1914. No deja de constituir una feliz coincidencia histórica que el Canal de Panamá, que de alguna forma moldeó todo el siglo XX y nuestra idiosincrasia como Nación, haya iniciado sus operaciones en el año que vino al mundo el artista que, también de alguna forma, marcó el siglo pasado, no en el terreno de las confrontaciones sino en uno mucho más fértil: el del arte.
En el caso de Alfredo Sinclair, el pincel es un lápiz y la tela es la hoja en blanco que aguarda la inspiración de un poeta. Sí: su pintura también es poesía. No le sobran ni faltan trazos: tienen la perfección de un soneto de Borges, Quevedo o Machado. Las palabras usadas por los grandes poetas son las mismas que las de los meros escribidores, así como los colores de los grandes artistas son los mismos que emplean los imitadores y los principiantes. Lo que los diferencia es el orden en que se colocan y la armonía con que se expresan.

» Tu tarea:
Responde según el texto:
1. ¿En qué año inició sus operaciones el Canal de Panamá?
2. ¿Qué tres poetas se nombran al comparar los trazos de Alfredo Sinclair con un soneto?
3. ¿Qué diferencia a los grandes poetas de los meros escribidores?
Los datos son material aparte, sin relación con el texto.

» Extracto de datos:
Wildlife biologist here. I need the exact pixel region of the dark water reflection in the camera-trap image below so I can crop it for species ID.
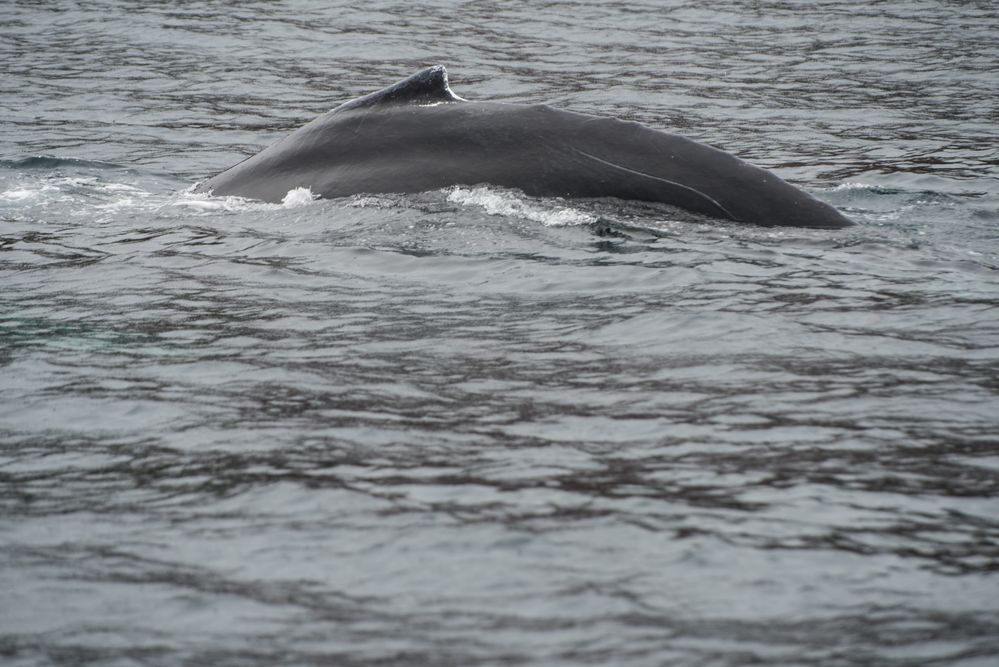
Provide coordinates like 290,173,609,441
0,2,999,666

» Solución escrita:
1. En 1914.
2. Borges, Quevedo y Machado.
3. El orden en que se colocan las palabras y la armonía con que se expresan.